_What to do_
Which lines in the rows below contain the word "bare"? Copy each one out in full.

(begin)

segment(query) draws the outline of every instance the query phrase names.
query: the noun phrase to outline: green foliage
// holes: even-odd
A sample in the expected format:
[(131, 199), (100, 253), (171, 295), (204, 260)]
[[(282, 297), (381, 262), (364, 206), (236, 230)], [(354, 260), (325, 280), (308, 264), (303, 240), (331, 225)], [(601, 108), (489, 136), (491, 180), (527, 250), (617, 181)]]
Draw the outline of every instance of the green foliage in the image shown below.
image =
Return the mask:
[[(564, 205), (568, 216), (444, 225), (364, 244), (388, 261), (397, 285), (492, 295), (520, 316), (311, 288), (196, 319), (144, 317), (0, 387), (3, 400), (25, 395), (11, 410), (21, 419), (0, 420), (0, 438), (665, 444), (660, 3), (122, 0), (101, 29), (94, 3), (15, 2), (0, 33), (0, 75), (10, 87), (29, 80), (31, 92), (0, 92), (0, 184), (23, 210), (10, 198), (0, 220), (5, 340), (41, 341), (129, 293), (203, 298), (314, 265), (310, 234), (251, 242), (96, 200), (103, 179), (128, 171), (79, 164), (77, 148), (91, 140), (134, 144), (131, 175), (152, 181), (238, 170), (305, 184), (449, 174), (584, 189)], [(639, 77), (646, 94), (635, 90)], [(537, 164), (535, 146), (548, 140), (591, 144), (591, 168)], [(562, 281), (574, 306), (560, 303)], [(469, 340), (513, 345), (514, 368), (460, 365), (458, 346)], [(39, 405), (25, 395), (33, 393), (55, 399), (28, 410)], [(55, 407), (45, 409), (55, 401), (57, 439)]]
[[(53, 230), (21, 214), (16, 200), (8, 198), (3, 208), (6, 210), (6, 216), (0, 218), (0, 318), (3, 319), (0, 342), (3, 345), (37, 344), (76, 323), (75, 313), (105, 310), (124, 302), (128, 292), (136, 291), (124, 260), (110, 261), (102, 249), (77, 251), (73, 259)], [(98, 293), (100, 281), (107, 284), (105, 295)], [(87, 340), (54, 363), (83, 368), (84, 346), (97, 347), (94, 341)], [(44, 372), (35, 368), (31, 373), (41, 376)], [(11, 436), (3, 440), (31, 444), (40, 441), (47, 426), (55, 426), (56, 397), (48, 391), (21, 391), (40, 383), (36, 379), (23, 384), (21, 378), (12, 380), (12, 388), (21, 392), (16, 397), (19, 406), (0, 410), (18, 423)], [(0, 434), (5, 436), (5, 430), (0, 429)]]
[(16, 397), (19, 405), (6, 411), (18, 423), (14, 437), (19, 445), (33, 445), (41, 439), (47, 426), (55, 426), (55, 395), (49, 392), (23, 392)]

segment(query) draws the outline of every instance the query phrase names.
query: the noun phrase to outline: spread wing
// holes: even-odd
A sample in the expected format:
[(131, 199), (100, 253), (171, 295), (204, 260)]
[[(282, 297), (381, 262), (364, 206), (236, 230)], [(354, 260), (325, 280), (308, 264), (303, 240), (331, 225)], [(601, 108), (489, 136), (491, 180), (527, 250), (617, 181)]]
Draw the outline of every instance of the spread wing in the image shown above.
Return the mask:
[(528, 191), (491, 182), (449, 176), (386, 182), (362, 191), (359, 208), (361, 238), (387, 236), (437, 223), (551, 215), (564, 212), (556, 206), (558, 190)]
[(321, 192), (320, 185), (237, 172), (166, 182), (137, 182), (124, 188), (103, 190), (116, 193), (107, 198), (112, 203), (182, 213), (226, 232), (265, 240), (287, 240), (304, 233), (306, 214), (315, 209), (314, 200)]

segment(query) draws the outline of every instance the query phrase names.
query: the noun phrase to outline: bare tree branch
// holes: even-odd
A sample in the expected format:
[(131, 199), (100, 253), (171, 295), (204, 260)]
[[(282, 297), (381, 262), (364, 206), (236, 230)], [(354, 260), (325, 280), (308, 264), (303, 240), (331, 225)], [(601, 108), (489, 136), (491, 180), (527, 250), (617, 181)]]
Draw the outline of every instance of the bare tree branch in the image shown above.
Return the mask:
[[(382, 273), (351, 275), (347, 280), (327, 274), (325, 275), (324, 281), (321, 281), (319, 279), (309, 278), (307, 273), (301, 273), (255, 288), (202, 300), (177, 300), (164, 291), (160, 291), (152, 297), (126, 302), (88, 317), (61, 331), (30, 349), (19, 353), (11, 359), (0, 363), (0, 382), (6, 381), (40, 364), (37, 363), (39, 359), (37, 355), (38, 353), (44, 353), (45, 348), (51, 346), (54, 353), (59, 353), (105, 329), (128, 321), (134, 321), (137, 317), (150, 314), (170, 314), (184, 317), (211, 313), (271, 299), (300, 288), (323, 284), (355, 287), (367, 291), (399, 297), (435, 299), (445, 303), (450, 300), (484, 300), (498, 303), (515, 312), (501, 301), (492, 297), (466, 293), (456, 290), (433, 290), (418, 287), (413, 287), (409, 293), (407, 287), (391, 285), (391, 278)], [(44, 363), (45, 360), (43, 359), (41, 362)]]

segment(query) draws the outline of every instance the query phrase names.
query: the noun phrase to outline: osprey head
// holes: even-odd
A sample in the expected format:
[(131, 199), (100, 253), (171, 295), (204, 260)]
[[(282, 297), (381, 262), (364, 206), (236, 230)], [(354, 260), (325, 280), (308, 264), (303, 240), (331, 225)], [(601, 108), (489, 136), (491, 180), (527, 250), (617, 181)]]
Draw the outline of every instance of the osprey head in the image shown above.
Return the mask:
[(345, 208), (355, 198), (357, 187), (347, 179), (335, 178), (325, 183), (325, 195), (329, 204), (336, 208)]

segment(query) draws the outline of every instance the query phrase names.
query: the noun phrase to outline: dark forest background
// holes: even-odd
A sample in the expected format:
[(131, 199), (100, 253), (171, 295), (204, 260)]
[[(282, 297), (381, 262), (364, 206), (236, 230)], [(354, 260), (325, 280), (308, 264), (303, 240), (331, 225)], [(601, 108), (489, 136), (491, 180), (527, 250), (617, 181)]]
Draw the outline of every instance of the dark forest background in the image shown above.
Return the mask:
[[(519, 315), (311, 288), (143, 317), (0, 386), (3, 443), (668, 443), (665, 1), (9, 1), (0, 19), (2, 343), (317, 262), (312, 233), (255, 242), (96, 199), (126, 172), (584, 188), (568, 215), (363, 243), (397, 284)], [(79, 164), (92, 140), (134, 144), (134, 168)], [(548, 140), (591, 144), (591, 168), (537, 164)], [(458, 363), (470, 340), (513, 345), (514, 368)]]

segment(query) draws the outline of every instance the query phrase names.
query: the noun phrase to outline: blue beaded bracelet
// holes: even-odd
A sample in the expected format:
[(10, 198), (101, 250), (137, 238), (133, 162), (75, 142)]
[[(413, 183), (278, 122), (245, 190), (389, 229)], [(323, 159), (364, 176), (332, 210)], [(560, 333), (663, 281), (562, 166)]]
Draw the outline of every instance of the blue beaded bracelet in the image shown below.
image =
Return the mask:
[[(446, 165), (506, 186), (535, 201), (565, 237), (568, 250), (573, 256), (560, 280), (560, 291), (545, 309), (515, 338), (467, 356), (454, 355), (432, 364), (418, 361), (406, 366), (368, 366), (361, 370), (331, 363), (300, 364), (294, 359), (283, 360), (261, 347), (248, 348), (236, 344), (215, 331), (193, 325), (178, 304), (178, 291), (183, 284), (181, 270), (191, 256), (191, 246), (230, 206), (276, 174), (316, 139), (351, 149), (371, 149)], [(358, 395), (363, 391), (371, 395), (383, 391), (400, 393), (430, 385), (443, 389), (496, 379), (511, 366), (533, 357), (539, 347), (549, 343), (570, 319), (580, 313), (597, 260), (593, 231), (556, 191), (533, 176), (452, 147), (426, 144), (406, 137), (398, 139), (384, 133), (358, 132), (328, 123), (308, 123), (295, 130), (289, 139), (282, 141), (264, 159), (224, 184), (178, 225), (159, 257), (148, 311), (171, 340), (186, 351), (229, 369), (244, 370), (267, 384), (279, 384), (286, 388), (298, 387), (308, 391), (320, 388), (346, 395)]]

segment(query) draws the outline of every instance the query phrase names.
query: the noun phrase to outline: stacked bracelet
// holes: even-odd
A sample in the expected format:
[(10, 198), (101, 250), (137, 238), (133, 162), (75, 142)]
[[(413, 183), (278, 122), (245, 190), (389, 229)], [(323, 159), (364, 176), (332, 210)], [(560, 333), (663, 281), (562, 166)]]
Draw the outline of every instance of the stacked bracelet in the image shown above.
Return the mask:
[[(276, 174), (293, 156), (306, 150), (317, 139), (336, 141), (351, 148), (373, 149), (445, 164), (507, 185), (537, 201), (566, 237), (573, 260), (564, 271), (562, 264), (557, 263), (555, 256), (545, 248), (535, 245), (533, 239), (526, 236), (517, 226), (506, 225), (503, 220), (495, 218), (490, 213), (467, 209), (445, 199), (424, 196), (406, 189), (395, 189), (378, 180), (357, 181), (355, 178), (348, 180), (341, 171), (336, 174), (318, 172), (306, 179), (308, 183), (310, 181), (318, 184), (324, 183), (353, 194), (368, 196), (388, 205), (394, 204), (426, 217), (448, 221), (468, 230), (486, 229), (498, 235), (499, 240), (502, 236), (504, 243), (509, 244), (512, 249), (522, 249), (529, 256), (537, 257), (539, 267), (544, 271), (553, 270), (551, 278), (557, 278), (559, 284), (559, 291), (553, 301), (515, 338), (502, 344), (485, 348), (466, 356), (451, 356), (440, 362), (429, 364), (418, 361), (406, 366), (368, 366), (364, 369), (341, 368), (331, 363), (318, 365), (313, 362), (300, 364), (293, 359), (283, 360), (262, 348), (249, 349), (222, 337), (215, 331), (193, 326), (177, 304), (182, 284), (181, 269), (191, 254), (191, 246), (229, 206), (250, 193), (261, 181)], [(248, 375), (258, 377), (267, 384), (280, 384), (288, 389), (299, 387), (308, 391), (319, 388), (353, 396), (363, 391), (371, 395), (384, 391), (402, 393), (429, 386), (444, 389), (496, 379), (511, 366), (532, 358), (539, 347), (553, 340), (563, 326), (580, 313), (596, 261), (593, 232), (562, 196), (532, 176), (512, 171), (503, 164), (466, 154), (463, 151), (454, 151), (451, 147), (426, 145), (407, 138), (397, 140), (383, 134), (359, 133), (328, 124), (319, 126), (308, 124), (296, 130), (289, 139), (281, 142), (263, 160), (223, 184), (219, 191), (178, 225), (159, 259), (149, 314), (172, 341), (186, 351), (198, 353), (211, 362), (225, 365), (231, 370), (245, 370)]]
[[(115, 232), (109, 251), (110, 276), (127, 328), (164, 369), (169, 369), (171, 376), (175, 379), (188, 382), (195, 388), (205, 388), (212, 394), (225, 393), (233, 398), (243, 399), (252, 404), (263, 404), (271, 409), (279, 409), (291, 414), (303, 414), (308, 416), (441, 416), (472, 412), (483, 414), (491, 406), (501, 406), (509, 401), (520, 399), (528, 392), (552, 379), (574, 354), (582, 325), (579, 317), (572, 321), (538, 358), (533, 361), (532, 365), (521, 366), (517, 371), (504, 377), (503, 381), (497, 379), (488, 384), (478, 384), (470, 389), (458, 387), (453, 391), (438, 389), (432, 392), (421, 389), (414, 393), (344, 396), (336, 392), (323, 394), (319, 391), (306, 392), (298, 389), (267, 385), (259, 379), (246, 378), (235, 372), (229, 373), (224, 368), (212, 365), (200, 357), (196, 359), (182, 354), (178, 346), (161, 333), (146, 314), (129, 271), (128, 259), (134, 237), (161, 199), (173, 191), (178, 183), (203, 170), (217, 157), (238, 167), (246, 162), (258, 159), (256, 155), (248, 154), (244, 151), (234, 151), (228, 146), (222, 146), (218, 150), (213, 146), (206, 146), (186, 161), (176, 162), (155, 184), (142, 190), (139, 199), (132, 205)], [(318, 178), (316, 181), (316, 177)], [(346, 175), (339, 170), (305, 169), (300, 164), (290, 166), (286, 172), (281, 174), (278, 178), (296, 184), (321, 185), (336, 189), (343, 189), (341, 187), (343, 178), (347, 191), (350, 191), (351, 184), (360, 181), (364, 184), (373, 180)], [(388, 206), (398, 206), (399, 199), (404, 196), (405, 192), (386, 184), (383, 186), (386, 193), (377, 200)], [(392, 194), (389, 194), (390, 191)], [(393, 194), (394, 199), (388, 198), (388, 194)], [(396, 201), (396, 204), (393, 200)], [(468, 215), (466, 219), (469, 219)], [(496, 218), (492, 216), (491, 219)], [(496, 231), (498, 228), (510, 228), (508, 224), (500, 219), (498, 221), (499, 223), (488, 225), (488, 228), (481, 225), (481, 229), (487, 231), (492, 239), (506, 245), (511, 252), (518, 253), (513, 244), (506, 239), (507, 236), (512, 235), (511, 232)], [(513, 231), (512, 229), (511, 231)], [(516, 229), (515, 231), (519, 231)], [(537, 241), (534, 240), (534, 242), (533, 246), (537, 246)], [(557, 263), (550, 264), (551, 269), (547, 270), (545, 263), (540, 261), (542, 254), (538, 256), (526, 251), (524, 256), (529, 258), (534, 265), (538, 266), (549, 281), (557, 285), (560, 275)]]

(end)

_Output for this task_
query: the noun phrase to outline: bare tree branch
Draw the outline of every instance of the bare tree branch in the image shown above.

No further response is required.